> _WHAT THIS TASK INVOLVES_
Of the lines below, write out exactly those from the line with "In this exercise you will mark each instance of the tray" through the line with "fire extinguisher label", both included, and skip the rest.
RECORDED INFORMATION START
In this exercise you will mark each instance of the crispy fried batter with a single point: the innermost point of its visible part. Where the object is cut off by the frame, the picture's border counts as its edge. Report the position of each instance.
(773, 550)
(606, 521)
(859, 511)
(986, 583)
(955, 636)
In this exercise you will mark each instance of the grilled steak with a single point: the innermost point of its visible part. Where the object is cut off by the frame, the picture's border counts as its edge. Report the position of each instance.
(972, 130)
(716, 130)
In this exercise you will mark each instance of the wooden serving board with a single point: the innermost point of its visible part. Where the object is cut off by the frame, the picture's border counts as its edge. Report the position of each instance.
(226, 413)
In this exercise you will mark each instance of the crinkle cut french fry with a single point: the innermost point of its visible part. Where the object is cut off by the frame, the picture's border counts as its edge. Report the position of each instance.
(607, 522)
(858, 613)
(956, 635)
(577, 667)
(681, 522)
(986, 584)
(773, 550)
RECORDED INFORMATION END
RECORDED INFORMATION START
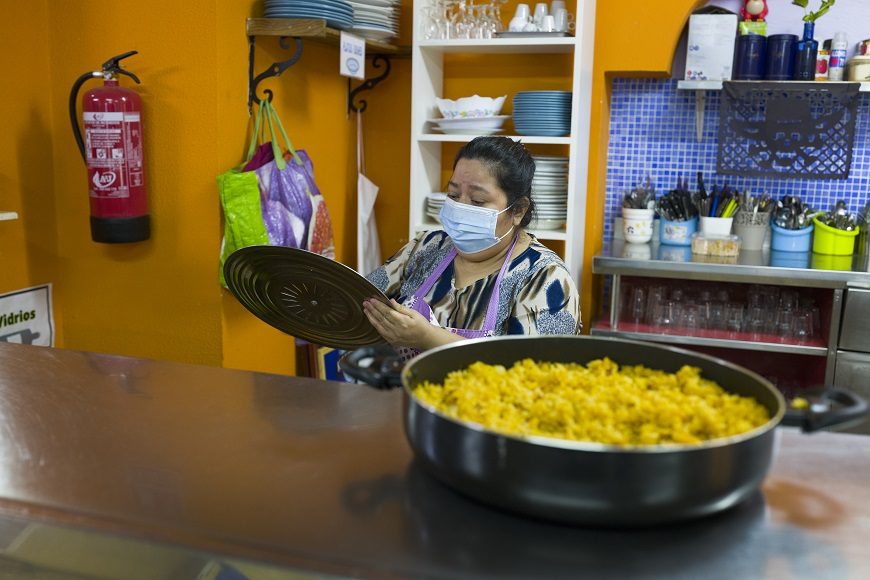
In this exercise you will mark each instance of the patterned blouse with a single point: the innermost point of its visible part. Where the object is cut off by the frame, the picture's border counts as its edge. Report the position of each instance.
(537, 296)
RECORDED INFORMATION END
RECORDED INFORMATION START
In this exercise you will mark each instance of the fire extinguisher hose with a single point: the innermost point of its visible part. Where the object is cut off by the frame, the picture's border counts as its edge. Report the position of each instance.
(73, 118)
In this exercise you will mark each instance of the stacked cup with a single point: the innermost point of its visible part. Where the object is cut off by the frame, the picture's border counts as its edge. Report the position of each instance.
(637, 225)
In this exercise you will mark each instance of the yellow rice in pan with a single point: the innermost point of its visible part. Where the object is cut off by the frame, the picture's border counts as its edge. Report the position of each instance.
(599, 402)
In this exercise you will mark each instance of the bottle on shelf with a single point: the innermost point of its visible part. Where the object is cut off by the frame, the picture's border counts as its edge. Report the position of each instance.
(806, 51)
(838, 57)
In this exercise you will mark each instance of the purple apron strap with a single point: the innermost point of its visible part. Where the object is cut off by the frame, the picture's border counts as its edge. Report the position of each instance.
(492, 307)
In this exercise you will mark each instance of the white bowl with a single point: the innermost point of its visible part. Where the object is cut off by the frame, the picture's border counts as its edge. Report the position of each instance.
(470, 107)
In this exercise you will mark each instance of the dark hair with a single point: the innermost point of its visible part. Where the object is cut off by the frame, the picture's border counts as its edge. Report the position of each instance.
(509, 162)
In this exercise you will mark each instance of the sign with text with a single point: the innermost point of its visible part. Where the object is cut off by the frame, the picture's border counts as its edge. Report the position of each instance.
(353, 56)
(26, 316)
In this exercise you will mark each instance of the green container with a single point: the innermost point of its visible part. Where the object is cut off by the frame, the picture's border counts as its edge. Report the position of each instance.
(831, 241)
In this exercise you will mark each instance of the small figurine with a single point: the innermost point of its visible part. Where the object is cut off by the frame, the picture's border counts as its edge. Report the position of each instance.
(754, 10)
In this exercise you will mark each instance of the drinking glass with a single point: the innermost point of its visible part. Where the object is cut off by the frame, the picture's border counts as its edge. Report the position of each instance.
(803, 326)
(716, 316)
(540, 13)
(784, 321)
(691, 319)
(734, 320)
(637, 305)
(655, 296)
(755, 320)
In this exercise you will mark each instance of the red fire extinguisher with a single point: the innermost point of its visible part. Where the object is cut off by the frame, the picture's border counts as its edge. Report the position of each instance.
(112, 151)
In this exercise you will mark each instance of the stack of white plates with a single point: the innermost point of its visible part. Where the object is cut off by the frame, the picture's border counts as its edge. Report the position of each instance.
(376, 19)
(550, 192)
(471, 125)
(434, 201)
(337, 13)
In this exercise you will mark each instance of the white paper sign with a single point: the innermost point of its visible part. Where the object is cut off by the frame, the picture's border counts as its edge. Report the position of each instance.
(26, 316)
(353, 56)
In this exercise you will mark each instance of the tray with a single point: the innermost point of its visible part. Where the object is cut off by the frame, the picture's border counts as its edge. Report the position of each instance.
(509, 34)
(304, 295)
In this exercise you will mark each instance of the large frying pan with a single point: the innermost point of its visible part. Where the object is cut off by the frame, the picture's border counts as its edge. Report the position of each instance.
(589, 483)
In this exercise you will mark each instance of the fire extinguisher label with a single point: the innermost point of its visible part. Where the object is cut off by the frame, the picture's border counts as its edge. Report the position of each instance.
RECORDED INFORMATION END
> _YOUR SOLUTION_
In this exercise you will mark each instance of the tray with a single point: the innermost point of its visible part. Where the object is cut off by the frame, the picture's border counts as its edge. Report the position of each instance.
(509, 34)
(304, 295)
In this exercise you will mark each instance of the large frying pan with a single point: the innermost point of its visible part. Where the object is cut off by the frame, the picture's border counts as its edge. Report the position of each instance.
(589, 483)
In this exercise you will mark each instance of the fire extinguisher label with a single point: the innermost point of its visible part. Where the object is cut off by the frame, the picture's border counts as its edge. Report the position of each instance.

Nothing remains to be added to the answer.